(Brief) Transcribe every line of the listing below without any deviation.

(Listed entries)
------------------------------------------------------------

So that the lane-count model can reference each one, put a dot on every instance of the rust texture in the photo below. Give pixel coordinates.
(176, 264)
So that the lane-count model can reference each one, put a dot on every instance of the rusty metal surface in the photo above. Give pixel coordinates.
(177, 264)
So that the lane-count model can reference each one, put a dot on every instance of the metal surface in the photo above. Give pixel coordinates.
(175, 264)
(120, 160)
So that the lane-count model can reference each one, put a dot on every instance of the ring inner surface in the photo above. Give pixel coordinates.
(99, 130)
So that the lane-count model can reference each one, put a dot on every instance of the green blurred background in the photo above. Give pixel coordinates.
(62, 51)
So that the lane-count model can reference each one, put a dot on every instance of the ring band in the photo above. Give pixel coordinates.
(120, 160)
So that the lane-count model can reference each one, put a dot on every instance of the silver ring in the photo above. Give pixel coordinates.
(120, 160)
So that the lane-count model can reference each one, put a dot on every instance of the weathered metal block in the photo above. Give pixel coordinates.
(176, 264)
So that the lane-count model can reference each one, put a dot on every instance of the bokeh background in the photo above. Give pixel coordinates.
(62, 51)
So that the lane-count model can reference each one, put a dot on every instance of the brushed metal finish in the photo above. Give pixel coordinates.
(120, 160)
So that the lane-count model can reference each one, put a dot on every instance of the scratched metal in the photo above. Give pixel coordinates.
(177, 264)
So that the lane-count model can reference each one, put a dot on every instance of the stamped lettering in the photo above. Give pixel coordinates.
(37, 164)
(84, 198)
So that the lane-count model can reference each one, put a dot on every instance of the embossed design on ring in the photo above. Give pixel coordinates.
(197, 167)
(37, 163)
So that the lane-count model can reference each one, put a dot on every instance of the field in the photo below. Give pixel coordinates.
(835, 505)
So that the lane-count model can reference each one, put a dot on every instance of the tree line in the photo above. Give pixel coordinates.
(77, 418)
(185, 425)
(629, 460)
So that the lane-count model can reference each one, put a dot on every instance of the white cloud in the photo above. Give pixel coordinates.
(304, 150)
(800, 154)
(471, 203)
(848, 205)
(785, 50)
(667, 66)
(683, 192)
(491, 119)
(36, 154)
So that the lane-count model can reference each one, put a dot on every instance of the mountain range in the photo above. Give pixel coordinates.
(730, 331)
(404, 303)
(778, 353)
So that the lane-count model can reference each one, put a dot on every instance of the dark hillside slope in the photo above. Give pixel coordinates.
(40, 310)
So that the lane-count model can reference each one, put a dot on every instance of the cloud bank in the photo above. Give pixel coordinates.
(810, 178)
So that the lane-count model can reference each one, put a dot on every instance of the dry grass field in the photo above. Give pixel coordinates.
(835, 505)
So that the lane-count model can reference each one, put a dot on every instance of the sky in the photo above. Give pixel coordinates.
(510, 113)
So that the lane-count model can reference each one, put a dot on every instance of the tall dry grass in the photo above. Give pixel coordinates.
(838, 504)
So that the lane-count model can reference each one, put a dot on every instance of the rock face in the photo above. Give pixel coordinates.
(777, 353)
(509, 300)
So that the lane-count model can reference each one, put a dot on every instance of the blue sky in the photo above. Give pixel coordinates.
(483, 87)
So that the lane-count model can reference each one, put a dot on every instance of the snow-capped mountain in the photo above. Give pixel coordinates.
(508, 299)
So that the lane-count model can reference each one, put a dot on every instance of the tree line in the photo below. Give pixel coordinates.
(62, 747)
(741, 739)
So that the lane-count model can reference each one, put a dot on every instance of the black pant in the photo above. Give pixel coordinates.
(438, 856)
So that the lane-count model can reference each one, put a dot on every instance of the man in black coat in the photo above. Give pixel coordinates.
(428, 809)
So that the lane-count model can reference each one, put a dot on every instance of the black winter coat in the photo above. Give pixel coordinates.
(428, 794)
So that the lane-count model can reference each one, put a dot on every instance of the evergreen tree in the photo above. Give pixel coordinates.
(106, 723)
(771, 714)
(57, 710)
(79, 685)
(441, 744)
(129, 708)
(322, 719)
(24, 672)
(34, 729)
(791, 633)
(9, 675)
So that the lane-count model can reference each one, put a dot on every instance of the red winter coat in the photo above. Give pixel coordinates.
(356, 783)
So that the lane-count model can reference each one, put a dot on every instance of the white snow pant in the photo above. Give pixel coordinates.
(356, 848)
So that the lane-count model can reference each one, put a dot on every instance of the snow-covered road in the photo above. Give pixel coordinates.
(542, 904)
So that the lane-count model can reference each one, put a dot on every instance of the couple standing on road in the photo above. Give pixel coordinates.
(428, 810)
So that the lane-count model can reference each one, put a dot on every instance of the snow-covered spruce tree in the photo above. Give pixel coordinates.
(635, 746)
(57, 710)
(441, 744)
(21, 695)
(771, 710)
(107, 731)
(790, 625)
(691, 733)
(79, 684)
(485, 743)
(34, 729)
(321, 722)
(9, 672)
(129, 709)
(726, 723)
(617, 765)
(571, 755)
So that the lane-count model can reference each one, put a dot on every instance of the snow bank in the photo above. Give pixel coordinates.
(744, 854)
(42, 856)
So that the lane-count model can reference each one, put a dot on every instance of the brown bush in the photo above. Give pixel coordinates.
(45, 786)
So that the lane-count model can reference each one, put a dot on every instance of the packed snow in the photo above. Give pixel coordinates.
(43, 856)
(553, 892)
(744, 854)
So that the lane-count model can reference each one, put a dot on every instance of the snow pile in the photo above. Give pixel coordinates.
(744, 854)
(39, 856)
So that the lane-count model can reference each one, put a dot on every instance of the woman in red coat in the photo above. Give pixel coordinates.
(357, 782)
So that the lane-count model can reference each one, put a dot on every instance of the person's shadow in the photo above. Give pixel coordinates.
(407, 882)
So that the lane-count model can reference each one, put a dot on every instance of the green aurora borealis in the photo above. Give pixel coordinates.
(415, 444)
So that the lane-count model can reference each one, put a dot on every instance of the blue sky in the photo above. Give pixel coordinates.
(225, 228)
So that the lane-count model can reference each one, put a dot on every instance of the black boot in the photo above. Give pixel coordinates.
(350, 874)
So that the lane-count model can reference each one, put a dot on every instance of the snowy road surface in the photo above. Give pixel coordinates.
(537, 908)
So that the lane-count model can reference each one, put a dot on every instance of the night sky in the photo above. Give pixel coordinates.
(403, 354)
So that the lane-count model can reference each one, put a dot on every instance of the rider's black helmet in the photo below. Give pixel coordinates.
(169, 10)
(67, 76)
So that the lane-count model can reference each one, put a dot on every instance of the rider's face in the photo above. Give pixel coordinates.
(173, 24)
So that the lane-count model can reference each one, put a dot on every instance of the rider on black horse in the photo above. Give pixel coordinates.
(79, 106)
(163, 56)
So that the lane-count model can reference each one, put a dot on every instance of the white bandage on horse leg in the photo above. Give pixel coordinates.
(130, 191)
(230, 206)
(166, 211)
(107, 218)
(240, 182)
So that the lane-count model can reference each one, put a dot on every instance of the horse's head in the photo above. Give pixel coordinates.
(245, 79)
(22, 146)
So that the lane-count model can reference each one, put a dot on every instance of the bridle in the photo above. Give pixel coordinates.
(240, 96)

------------------------------------------------------------

(Response to the task)
So that the lane-count model can reference each one, put a dot on every instance of the rust texture in the photo below. Give pixel coordinates.
(176, 264)
So that the lane-count model can reference each one, put a dot on every instance of the rusty metal surface in the photo above. Give pixel coordinates.
(177, 264)
So that the lane-count model can reference each one, put a dot on every instance of the metal surface in the photo above. Give pixel coordinates.
(175, 264)
(120, 160)
So that the lane-count model can reference each one, put a dot on every instance of the ring inner surface in the photo above. Give pixel coordinates.
(99, 130)
So that the lane-count model can reference each one, put a dot on every instance of the green blurred background in the photo above. Give pixel coordinates.
(62, 51)
So that the lane-count model can reference each one, put a dot on every instance of the ring band in the photo above. Give pixel coordinates.
(120, 160)
So that the lane-count model can reference each one, put a dot on every instance of the silver ring in the photo above. Give pixel coordinates.
(120, 160)
So that the lane-count model can reference each one, put a dot on every instance of the weathered metal block in the photo above. Give pixel coordinates.
(176, 264)
So that the lane-count model can reference each one, put a dot on every instance of the bokeh background in the photo above. Give pixel coordinates.
(62, 51)
So that the lane-count model can reference each one, put a dot on every instance of the brushed metal finish in the photo above. Give pixel coordinates.
(120, 160)
So that the lane-count model can reference each one, put a dot on every instance of the scratched metal in the photo above. Give pixel coordinates.
(177, 264)
So that the lane-count model can reference each one, put a dot on every instance of the stamped lettering in the photo above. Give pixel coordinates.
(37, 164)
(84, 198)
So that the lane-count model can reference each one, put a dot on every instance of the embossed design on ring in the photo above. Give pixel coordinates.
(197, 167)
(37, 163)
So that the lane-count model can reference each one, put a dot on every instance of the field in the photo below. Give pixel coordinates.
(835, 505)
So that the lane-count model can reference each one, put a dot on every instance of the tree line in the photo above. Give pixel coordinates.
(77, 418)
(185, 425)
(629, 460)
So that the lane-count model can reference each one, put a dot on every instance of the white cloud in the photo above. Give pixel coordinates.
(304, 150)
(800, 154)
(471, 203)
(848, 205)
(785, 50)
(667, 66)
(683, 192)
(491, 119)
(36, 154)
So that the lane-count model can reference each one, put a dot on every instance of the mountain range in the photo above. Give pixel coordinates.
(730, 331)
(404, 303)
(778, 353)
So that the lane-count model can reference each one, put a dot on every instance of the dark hillside slope in the photo above. Give pixel coordinates.
(40, 310)
So that the lane-count model can reference each one, put a dot on every instance of the cloud bank in the photo above. Give pixel coordinates.
(810, 178)
So that the lane-count model can reference each one, put a dot on every instance of the dry grass field in the photo above. Give pixel coordinates.
(835, 505)
So that the lane-count model can reference each one, put a dot on every instance of the sky in the photo above. Give pixel coordinates.
(510, 113)
So that the lane-count model can reference each one, put a dot on every instance of the tall dry grass in the photo above. Give pixel coordinates.
(838, 504)
So that the lane-count model can reference each one, put a dot on every instance of the rock face in the photo above. Give pixel coordinates.
(777, 353)
(509, 300)
So that the lane-count model can reference each one, put a dot on every instance of the blue sky in the photo above. Give pixel coordinates.
(483, 87)
So that the lane-count model can reference each one, put a dot on every instance of the snow-capped mountain in the photo above. Give pixel coordinates.
(508, 299)
So that the lane-count model can reference each one, put a dot on every instance of the tree line in the photo below. Give pixel coordinates.
(62, 747)
(741, 739)
So that the lane-count model can reference each one, put a dot on every instance of the black pant in the photo above. Give pixel coordinates.
(438, 856)
So that the lane-count model can reference each one, put a dot on every instance of the man in black coat in the photo above. Give pixel coordinates.
(428, 809)
So that the lane-count model can reference each one, put a dot on every instance of the black winter coat in the photo above. Give pixel coordinates.
(428, 794)
So that the lane-count model can reference each one, put a dot on every instance of the evergreen tree in the photo above. Give pixel coordinates.
(106, 723)
(771, 714)
(57, 710)
(79, 685)
(441, 744)
(129, 708)
(322, 719)
(24, 672)
(34, 729)
(791, 633)
(9, 675)
So that the lane-count model can reference each one, put a dot on every instance of the red winter coat in the photo above. Give pixel coordinates.
(356, 783)
So that the lane-count model can reference each one, put a dot on every instance of the white snow pant in the photo above. Give pixel coordinates.
(356, 848)
So that the lane-count model can reference each one, put a dot on every instance of the snow-covered road in the photo above. Give pixel coordinates.
(542, 904)
So that the lane-count model can reference each one, put a dot on every instance of the couple standing on road in the photo above. Give pixel coordinates.
(428, 810)
So that the lane-count model can reference each one, put a dot on every instance of the snow-covered spruce tree in the photo above. Give pixel coordinates.
(635, 746)
(57, 710)
(441, 744)
(21, 695)
(771, 710)
(107, 731)
(790, 625)
(691, 733)
(79, 684)
(485, 743)
(34, 729)
(321, 722)
(9, 672)
(129, 709)
(726, 723)
(617, 765)
(571, 755)
So that the lane-count model can reference each one, put a dot on every instance of the snow bank in the photo above. Give pixel coordinates.
(744, 854)
(42, 856)
So that the lane-count model can reference each one, put a dot on every instance of the brown bush in the photo above. Give pixel coordinates.
(45, 786)
So that the lane-count model can reference each one, put a dot on every instance of the packed snow in the photo above. Give pixel coordinates.
(43, 856)
(553, 892)
(744, 854)
So that the lane-count model can reference each one, put a dot on every instance of the snow pile in the photo above. Give pixel coordinates.
(744, 854)
(39, 856)
So that the lane-count model can reference each one, put a dot on every instance of the woman in red coat in the photo above. Give pixel coordinates.
(357, 782)
So that the lane-count model can reference each one, put a dot on every instance of the person's shadow in the photo above. Give pixel coordinates.
(407, 882)
So that the lane-count model can reference each one, put a dot on every instance of the green aurora borealis in the photo above. Give pixel coordinates.
(415, 444)
So that the lane-count model can reference each one, put a dot on every instance of the blue sky in the photo above. Give pixel coordinates.
(225, 228)
So that the lane-count model can reference each one, put a dot on every instance of the black boot in the photo above. Give pixel coordinates.
(350, 874)
So that the lane-count model can reference each one, put a dot on every instance of the snowy road surface in the photo above. Give pixel coordinates.
(537, 908)
So that the lane-count model can reference each one, put a dot on every instance of the night sky in the photo above. Give pixel coordinates.
(403, 354)
So that the lane-count model can reference each one, put a dot on every instance of the rider's black helmet in the photo below. Give pixel coordinates.
(169, 10)
(67, 76)
So that the lane-count model can reference each one, put a dot on every instance of the rider's face in the photo above. Give pixel coordinates.
(173, 24)
So that the lane-count model can reference each one, put a dot on every instance of the rider on black horse in the photo above. Give pixel coordinates.
(79, 106)
(163, 56)
So that the lane-count model can reference each one, put a dot on every instance of the white bandage on horse leg in the photo above. Give pixel coordinates.
(130, 191)
(230, 206)
(166, 211)
(107, 218)
(240, 182)
So that the lane-count model can reference each one, put a dot on every instance of the horse's head in the photo above. Give pixel coordinates.
(245, 79)
(22, 146)
So that the lane-count model can reference each one, put a dot on every instance of the bridle in the photo above. Give pixel coordinates.
(240, 96)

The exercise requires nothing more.